**Goal of the exercise**.
Rescale the coordinates in the answers by multiplying each by 0.7 and rounding to whole numbers, with halves rounded up. Do this for the lines starting at the one containing "If you could place a marker on the jacket" and ending at the end of the material, and write out only those lines again, requests included.

(Position annotation records)
- - -

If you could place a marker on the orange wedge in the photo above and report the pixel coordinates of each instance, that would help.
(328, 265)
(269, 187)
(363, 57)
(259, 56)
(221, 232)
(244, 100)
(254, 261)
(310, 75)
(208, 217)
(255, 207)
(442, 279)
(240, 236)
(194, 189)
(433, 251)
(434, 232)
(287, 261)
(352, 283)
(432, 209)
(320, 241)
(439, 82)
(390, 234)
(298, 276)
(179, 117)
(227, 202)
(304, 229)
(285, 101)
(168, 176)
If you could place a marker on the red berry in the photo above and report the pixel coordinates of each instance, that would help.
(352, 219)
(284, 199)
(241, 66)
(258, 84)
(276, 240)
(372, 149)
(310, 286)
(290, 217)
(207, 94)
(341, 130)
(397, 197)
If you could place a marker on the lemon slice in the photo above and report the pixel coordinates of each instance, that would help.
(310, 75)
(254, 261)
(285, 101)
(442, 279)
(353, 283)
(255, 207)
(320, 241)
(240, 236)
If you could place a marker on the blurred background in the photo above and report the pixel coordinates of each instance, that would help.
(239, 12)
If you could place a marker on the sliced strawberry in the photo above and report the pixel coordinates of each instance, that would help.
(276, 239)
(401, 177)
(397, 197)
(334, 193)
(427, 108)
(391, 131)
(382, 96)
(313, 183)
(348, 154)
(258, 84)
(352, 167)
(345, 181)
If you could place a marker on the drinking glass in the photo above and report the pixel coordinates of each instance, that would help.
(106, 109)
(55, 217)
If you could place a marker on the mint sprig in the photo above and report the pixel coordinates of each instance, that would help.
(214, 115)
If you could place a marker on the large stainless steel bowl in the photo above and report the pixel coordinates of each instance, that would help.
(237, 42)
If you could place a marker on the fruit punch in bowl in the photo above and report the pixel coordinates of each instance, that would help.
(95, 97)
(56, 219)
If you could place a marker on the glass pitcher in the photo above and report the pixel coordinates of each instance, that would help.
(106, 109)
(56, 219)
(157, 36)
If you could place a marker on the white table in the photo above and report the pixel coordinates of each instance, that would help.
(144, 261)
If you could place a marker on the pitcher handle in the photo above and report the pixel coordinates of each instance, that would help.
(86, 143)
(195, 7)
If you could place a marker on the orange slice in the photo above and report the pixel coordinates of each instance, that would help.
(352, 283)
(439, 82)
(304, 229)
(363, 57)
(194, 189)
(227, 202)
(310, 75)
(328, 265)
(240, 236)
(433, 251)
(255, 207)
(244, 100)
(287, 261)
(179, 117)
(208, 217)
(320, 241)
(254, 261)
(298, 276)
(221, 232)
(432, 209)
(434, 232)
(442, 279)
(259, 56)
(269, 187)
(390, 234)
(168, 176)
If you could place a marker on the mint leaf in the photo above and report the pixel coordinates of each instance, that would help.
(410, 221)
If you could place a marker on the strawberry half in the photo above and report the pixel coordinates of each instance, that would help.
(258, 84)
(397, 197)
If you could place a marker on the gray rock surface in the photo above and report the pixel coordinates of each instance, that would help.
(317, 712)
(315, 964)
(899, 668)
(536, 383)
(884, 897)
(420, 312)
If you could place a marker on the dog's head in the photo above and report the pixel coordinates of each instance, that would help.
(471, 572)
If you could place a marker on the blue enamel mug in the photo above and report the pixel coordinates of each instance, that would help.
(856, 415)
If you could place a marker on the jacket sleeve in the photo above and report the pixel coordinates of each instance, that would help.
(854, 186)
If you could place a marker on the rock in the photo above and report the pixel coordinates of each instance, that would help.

- - -

**Right answer**.
If you could place a marker on the jacket sleeve in the photo above and report the pixel coordinates of each instance, that would help.
(598, 130)
If you could place a marker on the rock in the photo above and report the pixel coordinates of each instance, that would help.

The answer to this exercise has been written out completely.